Information below:
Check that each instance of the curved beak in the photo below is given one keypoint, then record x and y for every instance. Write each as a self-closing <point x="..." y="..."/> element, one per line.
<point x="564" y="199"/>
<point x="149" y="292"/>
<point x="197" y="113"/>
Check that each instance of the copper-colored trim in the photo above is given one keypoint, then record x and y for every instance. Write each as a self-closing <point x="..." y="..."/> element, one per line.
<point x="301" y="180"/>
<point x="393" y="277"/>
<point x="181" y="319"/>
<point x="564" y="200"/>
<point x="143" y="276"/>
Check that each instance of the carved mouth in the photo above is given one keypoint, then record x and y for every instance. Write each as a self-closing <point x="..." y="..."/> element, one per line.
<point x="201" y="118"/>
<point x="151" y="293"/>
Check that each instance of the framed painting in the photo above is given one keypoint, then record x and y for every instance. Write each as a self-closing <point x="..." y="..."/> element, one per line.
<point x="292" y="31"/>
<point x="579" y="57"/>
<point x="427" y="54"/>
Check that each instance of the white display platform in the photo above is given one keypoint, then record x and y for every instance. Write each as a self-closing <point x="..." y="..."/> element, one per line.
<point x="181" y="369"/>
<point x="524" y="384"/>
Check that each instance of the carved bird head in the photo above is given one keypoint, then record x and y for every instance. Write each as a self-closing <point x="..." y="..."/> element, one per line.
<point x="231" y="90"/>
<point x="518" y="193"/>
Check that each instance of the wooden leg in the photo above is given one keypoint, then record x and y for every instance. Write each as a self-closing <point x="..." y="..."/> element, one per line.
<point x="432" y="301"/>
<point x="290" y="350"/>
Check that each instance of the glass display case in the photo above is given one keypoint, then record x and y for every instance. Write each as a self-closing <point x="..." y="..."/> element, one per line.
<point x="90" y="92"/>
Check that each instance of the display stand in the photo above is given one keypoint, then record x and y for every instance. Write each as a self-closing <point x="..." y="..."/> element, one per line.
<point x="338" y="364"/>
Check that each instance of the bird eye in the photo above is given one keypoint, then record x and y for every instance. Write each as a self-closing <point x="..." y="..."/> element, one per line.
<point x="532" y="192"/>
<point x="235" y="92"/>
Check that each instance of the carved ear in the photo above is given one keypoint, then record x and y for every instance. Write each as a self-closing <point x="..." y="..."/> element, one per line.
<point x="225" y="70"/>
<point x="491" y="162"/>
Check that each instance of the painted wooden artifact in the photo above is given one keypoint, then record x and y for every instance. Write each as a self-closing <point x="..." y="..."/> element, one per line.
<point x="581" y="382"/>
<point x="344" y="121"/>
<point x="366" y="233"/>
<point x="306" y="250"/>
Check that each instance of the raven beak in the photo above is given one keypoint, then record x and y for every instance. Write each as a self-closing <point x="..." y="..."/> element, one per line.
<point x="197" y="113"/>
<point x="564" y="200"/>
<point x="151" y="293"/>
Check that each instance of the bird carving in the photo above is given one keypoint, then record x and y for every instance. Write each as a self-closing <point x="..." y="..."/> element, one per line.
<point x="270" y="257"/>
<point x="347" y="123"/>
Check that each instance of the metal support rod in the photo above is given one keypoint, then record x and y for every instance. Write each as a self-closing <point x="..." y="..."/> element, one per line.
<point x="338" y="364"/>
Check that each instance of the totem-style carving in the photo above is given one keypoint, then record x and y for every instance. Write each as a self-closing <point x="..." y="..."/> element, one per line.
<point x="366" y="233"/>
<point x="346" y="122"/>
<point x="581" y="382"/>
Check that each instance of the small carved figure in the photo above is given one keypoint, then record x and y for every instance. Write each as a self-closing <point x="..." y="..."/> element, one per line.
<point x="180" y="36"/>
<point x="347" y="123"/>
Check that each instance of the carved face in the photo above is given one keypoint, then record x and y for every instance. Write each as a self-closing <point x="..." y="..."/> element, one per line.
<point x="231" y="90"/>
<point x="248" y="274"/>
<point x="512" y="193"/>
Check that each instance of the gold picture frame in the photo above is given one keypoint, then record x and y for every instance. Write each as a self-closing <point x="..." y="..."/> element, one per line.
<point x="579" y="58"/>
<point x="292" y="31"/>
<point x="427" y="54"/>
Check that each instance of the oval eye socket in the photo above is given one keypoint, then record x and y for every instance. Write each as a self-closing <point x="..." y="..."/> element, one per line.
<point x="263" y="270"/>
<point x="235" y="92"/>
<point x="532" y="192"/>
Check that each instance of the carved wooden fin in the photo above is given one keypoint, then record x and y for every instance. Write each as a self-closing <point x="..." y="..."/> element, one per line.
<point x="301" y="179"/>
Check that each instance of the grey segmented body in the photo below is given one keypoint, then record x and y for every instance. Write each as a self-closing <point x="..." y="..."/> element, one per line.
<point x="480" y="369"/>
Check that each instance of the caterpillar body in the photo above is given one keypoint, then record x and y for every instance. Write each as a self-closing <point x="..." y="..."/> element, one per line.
End of Information.
[Aim of the task]
Could every record be printed again exactly as it reads?

[Written answer]
Check that each instance of the curved beak in the photo below is given one keypoint, then record x and y for every instance. Write each as a self-closing <point x="..." y="..."/> element, one per line.
<point x="564" y="199"/>
<point x="149" y="292"/>
<point x="197" y="113"/>
Check that each instance of the copper-colored trim in the photo above is given one keypoint, then record x and y for every instance. Write each as a self-closing <point x="..." y="..."/> element, one per line.
<point x="301" y="180"/>
<point x="393" y="277"/>
<point x="181" y="319"/>
<point x="564" y="200"/>
<point x="143" y="276"/>
Check that each instance of the carved mouth in the photo above is given one keypoint, then record x and y for every instance. Write each as a self-closing <point x="..." y="..."/> element, one per line.
<point x="201" y="118"/>
<point x="151" y="293"/>
Check that each instance of the framed painting in the photo above is given one keypoint, then record x and y for every instance. Write each as a self-closing <point x="..." y="..."/> element, one per line.
<point x="292" y="31"/>
<point x="579" y="57"/>
<point x="427" y="54"/>
Check that each instance of the white display platform in the photo above is given one keypoint, then record x and y for every instance. Write each as a self-closing <point x="..." y="..."/> element, one per line.
<point x="181" y="369"/>
<point x="524" y="384"/>
Check that each instance of the carved bird head in the photo above is given one keypoint, then record x and y for every instance. Write each as a self-closing <point x="..." y="..."/> element, one per line.
<point x="231" y="90"/>
<point x="518" y="193"/>
Check that each instance of the wooden leg in the photo above is given one keypoint, then record x and y for every instance. Write each as a self-closing <point x="..." y="..."/> element, one per line.
<point x="432" y="301"/>
<point x="290" y="350"/>
Check that each instance of the glass display case in the photo above is given one keypoint, then record x and y for every instance. Write each as a self-closing <point x="..." y="..."/> element, one per line.
<point x="90" y="92"/>
Check that each instance of the display stand in the photo above is given one keypoint, then record x and y for every instance. Write each as a self-closing <point x="..." y="..."/> element, one per line.
<point x="338" y="364"/>
Check that each instance of the bird eye in the photo above is given one keypoint, then record x and y for every instance. Write each as a self-closing <point x="..." y="..."/> element, one per line.
<point x="532" y="192"/>
<point x="235" y="92"/>
Check that each instance of the carved ear in the photo above is given one keypoint, then record x and y for every instance. Write each as a self-closing <point x="..." y="..."/> element, one per line.
<point x="225" y="70"/>
<point x="491" y="162"/>
Check that each instance of the painted wooden artifact in the photo above is given one keypoint, then record x and y for every instance. Write each as a self-closing <point x="..." y="..."/> element, one per line.
<point x="581" y="382"/>
<point x="344" y="121"/>
<point x="366" y="233"/>
<point x="306" y="250"/>
Check that each instance of the raven beak in the photo above is given one keypoint, then record x and y for every instance. Write each as a self-closing <point x="..." y="..."/> element, one per line.
<point x="197" y="113"/>
<point x="564" y="200"/>
<point x="151" y="293"/>
Check that each instance of the bird carving in the photo above is given one keypoint, then record x and y for every instance. Write each as a self-closing <point x="..." y="..."/> element, one per line.
<point x="270" y="257"/>
<point x="347" y="123"/>
Check that each instance of the metal support rod in the photo above is given one keypoint, then record x and y for every instance. Write each as a self-closing <point x="..." y="..."/> element, one per line.
<point x="338" y="364"/>
Check that each instance of the totem-style carving in the photo above is given one keypoint, then record x and y for every instance. Write each as a self-closing <point x="..." y="..."/> element, one per line.
<point x="366" y="233"/>
<point x="346" y="122"/>
<point x="581" y="382"/>
Check that each instance of the small carved figure in the photo above is given one keypoint, then record x and y for every instance. Write each as a self-closing <point x="..." y="..."/> element, one per line.
<point x="180" y="36"/>
<point x="347" y="123"/>
Check that each instance of the carved face in the photo above is given one keypoint, then record x and y for every instance. Write each as a self-closing <point x="..." y="..."/> element, one per line.
<point x="231" y="90"/>
<point x="248" y="274"/>
<point x="512" y="193"/>
Check that each instance of the gold picture frame in the photo above is given one keypoint, then record x and y for every instance. Write each as a self-closing <point x="..." y="..."/> element, one per line.
<point x="579" y="58"/>
<point x="292" y="31"/>
<point x="427" y="54"/>
Check that each instance of the oval eye socket in the photo above is given one keypoint, then record x and y for every instance. Write each as a self-closing <point x="..." y="..."/> element, one per line.
<point x="263" y="270"/>
<point x="235" y="92"/>
<point x="532" y="192"/>
Check that each instance of the carved wooden fin in the photo above is given one keypoint, then record x and y for every instance. Write each as a self-closing <point x="..." y="..."/> element, one per line.
<point x="301" y="179"/>
Check that each instance of the grey segmented body in the photo below is given one keypoint, then record x and y for every instance. Write each as a self-closing <point x="..." y="..."/> element, one per line.
<point x="480" y="369"/>
Check that each instance of the caterpillar body in the photo above is given one keypoint, then record x and y for every instance. Write each as a self-closing <point x="..." y="..."/> element, one per line.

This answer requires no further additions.